-- Begin Extract provided --
After receiving a brief filed jointly by the Settling Participants 
\2\ regarding whether proposed terms encroach upon the exclusive 
statutory domain of the Register, the Chief Copyright Royalty Judge 
delivered the referred questions and the Settling Participants brief 
to the Register on April 17, 2013.
---------------------------------------------------------------------------

    \2\ The National Music Publishers' Association, Inc., the 
Songwriters Guild of America, the Nashville Songwriters Association 
International, the Church Music Publishers Association, the 
Recording Industry Association of America, Inc., the Digital Media 
Association, CTIA--The Wireless Association, RealNetworks, Inc., 
Rhapsody International Inc., Cricket Communications, Inc., and Rdio, 
Inc.
---------------------------------------------------------------------------

    The Register understands that the referred inquiry, quoted 
above, poses the following two questions:
    (1) Whether the ``detail requirements'' proposed for 37 CFR 
385.12(e) and 385.22(d) encroach upon the exclusive statutory domain 
of the Register under section 115 of the Copyright Act; and
    (2) Whether the ``confidentiality requirement'' proposed for 37 
CFR 385.12(f) and 385.22(e) encroach upon the exclusive statutory 
domain of the Register under section 115 of the Copyright Act.
    As required by 17 U.S.C. 802(f)(1)(A)(ii), the Register hereby 
responds to the CRJs.

II. Statutory Authority in Section 115 and Chapter 8 of Title 17

    Prior to 1995, copyright law empowered the Copyright Royalty 
Tribunal and, subsequently, the Copyright Arbitration Royalty Panels 
(``CARPs'') and the Librarian of Congress, to set only the rates 
applicable to the section 115 license. This authority was modified 
in 1995 by the Digital Performance Right in Sound Recording Act of 
1995 in which Congress added provisions to section 115 for ``digital 
phonorecord deliveries.'' The CARPs were authorized to set 
``reasonable terms and rates of royalty payments'' for digital 
phonorecord deliveries (``DPDs''), and these rates and terms were 
subject to modification by the Librarian upon recommendation by the 
Register of Copyrights. The same legislation authorized the 
Librarian to ``establish requirements by which copyright owners may 
receive reasonable notice of the use of their works . . ., and under 
which records of such use shall be kept and made available by 
persons making digital phonorecord deliveries.'' 17 U.S.C. 
115(c)(3)(D) (1996). With respect to physical phonorecords, the 
CARPs' authority was limited to setting rates; there was no 
statutory authorization to set ``terms.'' See 17 U.S.C. 801(b)(1)
-- End Extract provided --
-- Begin Excerpted data --
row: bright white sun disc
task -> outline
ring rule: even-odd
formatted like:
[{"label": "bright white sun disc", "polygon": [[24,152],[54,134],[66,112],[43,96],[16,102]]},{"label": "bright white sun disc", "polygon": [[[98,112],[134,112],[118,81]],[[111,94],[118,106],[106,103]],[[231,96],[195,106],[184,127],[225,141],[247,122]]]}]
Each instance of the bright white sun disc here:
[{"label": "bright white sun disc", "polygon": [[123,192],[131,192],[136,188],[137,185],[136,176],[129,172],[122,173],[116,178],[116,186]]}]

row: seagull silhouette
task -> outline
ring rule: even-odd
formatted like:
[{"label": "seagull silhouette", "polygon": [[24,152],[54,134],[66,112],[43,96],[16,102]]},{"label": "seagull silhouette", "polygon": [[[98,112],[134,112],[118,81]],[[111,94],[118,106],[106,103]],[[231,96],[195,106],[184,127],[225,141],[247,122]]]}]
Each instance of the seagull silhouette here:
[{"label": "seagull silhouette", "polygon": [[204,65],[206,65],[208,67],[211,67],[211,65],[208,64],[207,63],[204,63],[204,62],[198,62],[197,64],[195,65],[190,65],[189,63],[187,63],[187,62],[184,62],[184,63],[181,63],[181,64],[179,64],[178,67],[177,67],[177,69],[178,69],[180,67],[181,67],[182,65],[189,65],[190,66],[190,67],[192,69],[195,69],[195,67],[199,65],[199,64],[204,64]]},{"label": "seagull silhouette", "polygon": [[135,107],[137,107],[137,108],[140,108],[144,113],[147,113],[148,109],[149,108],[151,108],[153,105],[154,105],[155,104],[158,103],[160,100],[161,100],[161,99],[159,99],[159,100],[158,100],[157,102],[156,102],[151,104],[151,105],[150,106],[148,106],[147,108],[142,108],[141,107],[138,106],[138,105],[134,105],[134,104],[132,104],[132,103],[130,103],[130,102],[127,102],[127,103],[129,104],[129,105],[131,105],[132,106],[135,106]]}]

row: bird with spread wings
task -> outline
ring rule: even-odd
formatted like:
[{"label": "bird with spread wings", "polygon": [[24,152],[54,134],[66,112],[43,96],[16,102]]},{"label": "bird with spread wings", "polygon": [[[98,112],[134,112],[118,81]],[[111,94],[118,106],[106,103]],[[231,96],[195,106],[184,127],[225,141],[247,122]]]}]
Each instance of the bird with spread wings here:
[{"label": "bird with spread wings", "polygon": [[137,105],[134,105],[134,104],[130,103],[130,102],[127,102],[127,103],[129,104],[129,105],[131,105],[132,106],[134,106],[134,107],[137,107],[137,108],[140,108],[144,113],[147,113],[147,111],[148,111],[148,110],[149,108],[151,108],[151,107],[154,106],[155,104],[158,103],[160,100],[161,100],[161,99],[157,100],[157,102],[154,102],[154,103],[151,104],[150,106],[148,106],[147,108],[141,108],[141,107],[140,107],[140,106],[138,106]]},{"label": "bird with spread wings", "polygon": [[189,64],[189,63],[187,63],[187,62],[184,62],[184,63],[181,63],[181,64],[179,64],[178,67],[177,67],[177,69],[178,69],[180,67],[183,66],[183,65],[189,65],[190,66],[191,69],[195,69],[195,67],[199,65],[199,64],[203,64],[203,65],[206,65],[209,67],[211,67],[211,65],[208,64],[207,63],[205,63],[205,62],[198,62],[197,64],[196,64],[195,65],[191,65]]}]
-- End Excerpted data --
◆ Written task 1: List every section of 37 CFR that the copyright royalty excerpt names.
◆ Written task 2: Decide whether each statement agrees with the copyright royalty excerpt, giving yes or no and quoting the deciding words: (a) the Chief Copyright Royalty Judge delivered the referred questions to the Register on April 17, 2013; (b) before 1995 the Copyright Royalty Tribunal could set both rates and terms for the section 115 license; (c) the Digital Performance Right in Sound Recording Act of 1995 added provisions to section 115 for digital phonorecord deliveries.
◆ Written task 3: Go on with the copyright royalty excerpt from its final line, carrying forward its account of statutory authority under section 115.

◆ Task result 1: 385.12(e), 385.22(d), 385.12(f), 385.22(e)

◆ Task result 2:
(a) Yes: "delivered the referred questions and the Settling Participants brief to the Register on April 17, 2013."
(b) No: "to set only the rates applicable to the section 115 license."
(c) Yes: "Congress added provisions to section 115 for ``digital phonorecord deliveries.''"

◆ Task result 3:
(1996). However, the Register of Copyrights had the authority to 
issue regulations concerning payment. Section 115(c)(5) provided 
(and continues to provide), in pertinent part:

Each monthly payment shall be made under oath and shall comply with 
requirements that the Register of Copyrights shall prescribe by 
regulation. The Register shall also prescribe regulations under 
which detailed cumulative annual statements of account, certified by 
a certified public accountant, shall be filed for every compulsory 
license under this section. The regulations covering both the 
monthly and the annual statements of account shall prescribe the 
form, content, and manner of certification with respect to the 
number of records made and the number of records distributed.
17 U.S.C. 115(c)(5).

    In 2004, Congress passed the Copyright Royalty and Distribution 
Reform Act (``CRDRA''). This legislation created the CRJs and 
empowered them to set ``terms and rates of royalty payments'' under 
section 115. See 17 U.S.C. 801(b)(1). It also amended section 115 to 
provide that the CRJs had authority to set ``reasonable rates and 
terms of royalty payments'' for use of works under the license as 
well as ``requirements by which records of such use shall be kept 
and made available.'' 17 U.S.C. 115(c)(3)(D). However, the statutory 
provisions authorizing the Register to regulate notice of intention 
to obtain the section 115 license and requirements regarding monthly 
payment and monthly and annual statements of account remained in 
place. Copyright Royalty and Distribution Reform Act of 2004, Pub. 
L. No. 108-419, 118 Stat. 2341 (2004).

III. Register's Determination in Response to Previously Referred 
Question

    On August 8, 2008, the Register responded to the CRJs Referred 
Questions regarding the division of authority in the administration 
of section 115. The Register determined that Congress intentionally 
split the administration of the license between the CRJs and the 
Register of Copyrights. The result of this division of authority is 
that the CRJs may issue regulations that supplant currently 
applicable regulations, including those heretofore issued by the 
Librarian of Congress, solely in the areas of notice of use and 
recordkeeping. 17 U.S.C. 803(c)(3). However, the scope of the CRJs' 
authority in the areas of notice of use and recordkeeping for the 
section 115 license must be construed in light of Congress' more 
specific delegation of responsibility to the Register of Copyrights, 
which includes the authority to issue regulations regarding notice 
of intention to obtain the section 115 license as well as those 
regarding monthly payment and monthly and annual statements of 
account. Register's Division of Authority Decision, Docket No. RF 
2008-1 CRB, 73 FR 48396 (Aug. 19, 2008); see 17 U.S.C. 115(b)(1) and 
115(c)(5).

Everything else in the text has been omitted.